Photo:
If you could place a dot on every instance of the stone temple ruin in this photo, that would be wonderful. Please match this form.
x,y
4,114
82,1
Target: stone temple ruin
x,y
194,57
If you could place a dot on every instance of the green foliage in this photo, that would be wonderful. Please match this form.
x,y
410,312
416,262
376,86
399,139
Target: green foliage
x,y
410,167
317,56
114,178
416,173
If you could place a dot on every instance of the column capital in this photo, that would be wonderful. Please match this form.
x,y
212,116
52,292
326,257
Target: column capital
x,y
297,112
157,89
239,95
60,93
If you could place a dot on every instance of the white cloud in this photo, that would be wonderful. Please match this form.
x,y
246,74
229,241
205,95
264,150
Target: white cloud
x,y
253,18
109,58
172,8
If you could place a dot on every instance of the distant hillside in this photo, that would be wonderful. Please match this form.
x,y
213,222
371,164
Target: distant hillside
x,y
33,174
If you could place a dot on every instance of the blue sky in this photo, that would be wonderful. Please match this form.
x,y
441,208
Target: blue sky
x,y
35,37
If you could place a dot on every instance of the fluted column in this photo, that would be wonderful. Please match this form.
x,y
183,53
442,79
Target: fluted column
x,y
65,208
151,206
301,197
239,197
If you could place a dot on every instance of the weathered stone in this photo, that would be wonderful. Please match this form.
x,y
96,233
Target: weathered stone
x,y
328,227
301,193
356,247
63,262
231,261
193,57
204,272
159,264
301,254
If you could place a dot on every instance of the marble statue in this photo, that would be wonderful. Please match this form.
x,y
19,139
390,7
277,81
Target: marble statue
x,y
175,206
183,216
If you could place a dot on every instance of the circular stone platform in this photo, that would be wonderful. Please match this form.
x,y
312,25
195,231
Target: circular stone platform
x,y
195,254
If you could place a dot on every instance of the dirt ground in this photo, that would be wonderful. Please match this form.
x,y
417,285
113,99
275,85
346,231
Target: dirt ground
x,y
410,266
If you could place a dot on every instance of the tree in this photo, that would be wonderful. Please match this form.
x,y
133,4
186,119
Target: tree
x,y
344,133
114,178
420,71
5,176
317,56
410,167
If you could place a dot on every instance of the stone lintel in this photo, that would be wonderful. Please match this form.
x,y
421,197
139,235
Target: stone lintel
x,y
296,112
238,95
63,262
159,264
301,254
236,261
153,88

★ ★ ★ ★ ★

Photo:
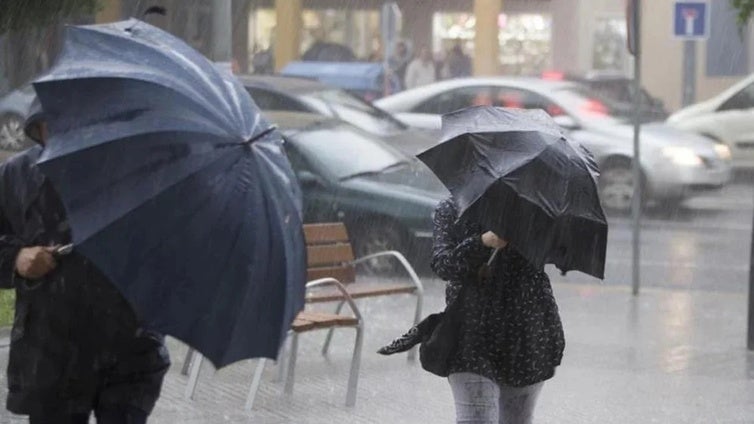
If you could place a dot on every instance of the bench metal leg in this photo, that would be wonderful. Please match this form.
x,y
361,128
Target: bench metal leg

★ ★ ★ ★ ★

Try it:
Going through the entries above, report how many lines include the string "bench". The number alone is the answer.

Answer section:
2